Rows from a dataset

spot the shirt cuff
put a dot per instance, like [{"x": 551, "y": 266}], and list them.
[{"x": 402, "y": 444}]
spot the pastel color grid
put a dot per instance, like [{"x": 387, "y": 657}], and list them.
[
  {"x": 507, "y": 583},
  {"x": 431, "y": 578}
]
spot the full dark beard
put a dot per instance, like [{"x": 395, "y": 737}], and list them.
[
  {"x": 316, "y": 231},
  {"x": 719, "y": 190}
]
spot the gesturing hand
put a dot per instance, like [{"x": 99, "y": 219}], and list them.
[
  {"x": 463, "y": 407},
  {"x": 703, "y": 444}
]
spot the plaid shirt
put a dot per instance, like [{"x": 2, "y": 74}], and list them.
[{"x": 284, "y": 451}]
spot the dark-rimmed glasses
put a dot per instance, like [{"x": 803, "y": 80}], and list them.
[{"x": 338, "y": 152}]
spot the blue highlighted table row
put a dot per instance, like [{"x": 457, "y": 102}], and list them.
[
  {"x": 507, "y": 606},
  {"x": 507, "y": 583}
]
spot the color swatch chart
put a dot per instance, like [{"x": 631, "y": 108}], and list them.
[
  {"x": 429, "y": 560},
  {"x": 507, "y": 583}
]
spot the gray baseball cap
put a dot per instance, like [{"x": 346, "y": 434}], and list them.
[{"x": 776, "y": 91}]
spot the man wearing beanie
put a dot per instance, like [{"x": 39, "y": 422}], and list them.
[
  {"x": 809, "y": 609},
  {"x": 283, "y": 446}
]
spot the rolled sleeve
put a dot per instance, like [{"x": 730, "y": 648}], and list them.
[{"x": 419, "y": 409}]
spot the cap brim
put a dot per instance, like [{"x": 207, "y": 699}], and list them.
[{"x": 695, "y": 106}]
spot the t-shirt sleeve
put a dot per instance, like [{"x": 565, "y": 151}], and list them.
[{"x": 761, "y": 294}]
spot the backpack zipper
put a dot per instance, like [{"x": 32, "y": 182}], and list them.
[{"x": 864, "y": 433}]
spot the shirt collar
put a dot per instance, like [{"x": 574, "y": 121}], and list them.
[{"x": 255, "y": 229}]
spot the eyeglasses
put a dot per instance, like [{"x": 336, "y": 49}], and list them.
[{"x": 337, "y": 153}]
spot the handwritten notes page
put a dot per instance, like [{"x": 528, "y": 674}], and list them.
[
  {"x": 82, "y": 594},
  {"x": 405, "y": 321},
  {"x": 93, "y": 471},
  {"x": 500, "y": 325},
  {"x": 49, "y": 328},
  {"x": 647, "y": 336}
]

## SHORT TASK
Quote the entire listing above exactly.

## SOLUTION FOR THIS TASK
spot the shirt cuff
put a dot per instance, like [{"x": 551, "y": 266}], and list them.
[{"x": 402, "y": 444}]
spot the pastel color grid
put a dot per instance, like [{"x": 387, "y": 657}], and list them.
[
  {"x": 507, "y": 583},
  {"x": 431, "y": 578}
]
spot the full dark beard
put a dot per instance, like [{"x": 395, "y": 737}], and list them.
[
  {"x": 316, "y": 231},
  {"x": 719, "y": 190}
]
spot the gesturing hand
put a dot per instance, like [{"x": 99, "y": 219}], and list them.
[
  {"x": 463, "y": 407},
  {"x": 703, "y": 444}
]
spot the plaid shirt
put a dot per instance, like [{"x": 2, "y": 74}], and list them.
[{"x": 284, "y": 451}]
spot the dark-rimmed glasses
put a dot per instance, like [{"x": 803, "y": 80}], and list them.
[{"x": 338, "y": 152}]
spot the blue highlighted table row
put a dot per instance, like [{"x": 457, "y": 102}], and list them.
[
  {"x": 507, "y": 606},
  {"x": 507, "y": 583}
]
spot the color swatch chart
put a dot per instance, like [{"x": 631, "y": 108}], and list them.
[
  {"x": 429, "y": 560},
  {"x": 507, "y": 583}
]
spot the gray baseball cap
put a dot per instance, like [{"x": 346, "y": 434}], and list them.
[{"x": 776, "y": 91}]
spot the man wearing beanie
put a dot per instance, like [{"x": 39, "y": 422}], and list them.
[
  {"x": 809, "y": 609},
  {"x": 283, "y": 446}
]
spot the rolled sleeve
put a dot per instance, like [{"x": 730, "y": 648}], and list them.
[{"x": 419, "y": 409}]
spot the cap brim
put a dot per instance, like [{"x": 207, "y": 699}], and list them.
[{"x": 695, "y": 106}]
spot the t-shirt sleeve
put a dot per instance, like [{"x": 565, "y": 151}], and list them.
[{"x": 761, "y": 294}]
spot the backpack zipper
put a dot per instance, like [{"x": 32, "y": 182}], and list them.
[{"x": 864, "y": 433}]
spot the shirt collar
put a dot per instance, like [{"x": 574, "y": 121}], and list them.
[{"x": 255, "y": 229}]
spot the eyeglasses
put a dot per instance, like [{"x": 336, "y": 49}], and list them.
[{"x": 337, "y": 153}]
spot the handwritten notes page
put a dot per instance, like [{"x": 528, "y": 674}], and list them.
[
  {"x": 82, "y": 594},
  {"x": 405, "y": 321},
  {"x": 93, "y": 471},
  {"x": 500, "y": 325},
  {"x": 49, "y": 328},
  {"x": 647, "y": 336}
]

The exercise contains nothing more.